**PASSAGE**
____

4.3.1 Household Digital Financial Inclusion Index
To design the micro digital financial inclusion indicator system, it is necessary to fully consider the macroscopic reality of China’s economic development and financial exclusion as well as the financial characteristics of Chinese households at the micro level. Based on the main macro financial inclusion index systems and drawing on the practices of Yin et al. (2019) and Sarma (2008, 2016), we used the Euclidean distance method to design the digital financial inclusion index of households. The advantage of this approach is that it is easy to calculate the index, and it does not impose different weights on each dimension.
The first step is to design the index system. Based on the data from the China Household Financial Survey, we selected seven indicators from the three levels of digitalization, usability, and coverage, as shown in the table below.
Table 1
Composite sub-dimension indicators of digital financial inclusion
Dimension | Variable name | Definition |
Digitalization | E-payment | Have you ever used electronic payment? 1 = Yes; 0 = No |
Internet finance | Have you ever had an Internet financial account? 1 = Yes; 0 = No |
Usability | Insurance | Have you ever purchased commercial insurance or social insurance services? 1 = Yes; 0 = No |
Loan | Have you ever had a loan from a bank? 1 = Yes;0 = No |
Credit card | Have you ever had a credit card? 1 = Yes; 0 = No |
Deposit | The number of deposit cards or current passbooks |
Coverage | Distance | Distance from home to the nearest bank. (This index is treated logarithmically) |
The second step is to standardize digital financial inclusion indicators. To solve the dimension problem of the data index, we used deviation standardization to deal with the original index data. The index of the \({d_i}\) is computed by the following formula:
\({d_i}=\frac{{{A_i} - {m_i}}}{{{M_i} - {m_i}}}\) (2)

____

**TASK DESCRIPTION**
Condense the paragraph in the passage that begins "To design the micro digital financial inclusion indicator system" into a short bulleted list that keeps its main facts.

**DATA EXTRACT**
____

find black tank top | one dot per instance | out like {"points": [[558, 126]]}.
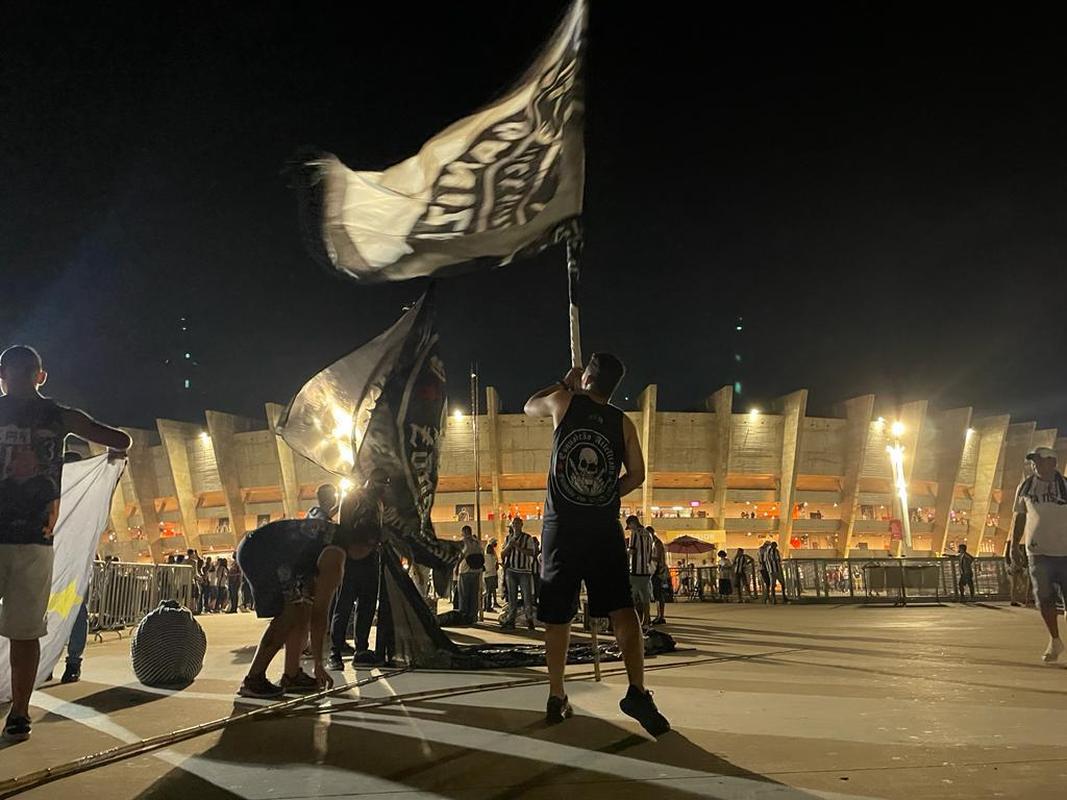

____

**SOLUTION FOR THIS PROBLEM**
- Designing the household indicator system requires considering China's macro-level economic development and financial exclusion, as well as the micro-level financial characteristics of Chinese households.
- Building on the main macro financial inclusion index systems and the practices of Yin et al. (2019) and Sarma (2008, 2016), the household digital financial inclusion index was designed with the Euclidean distance method.
- This method makes the index easy to calculate and does not impose different weights on each dimension.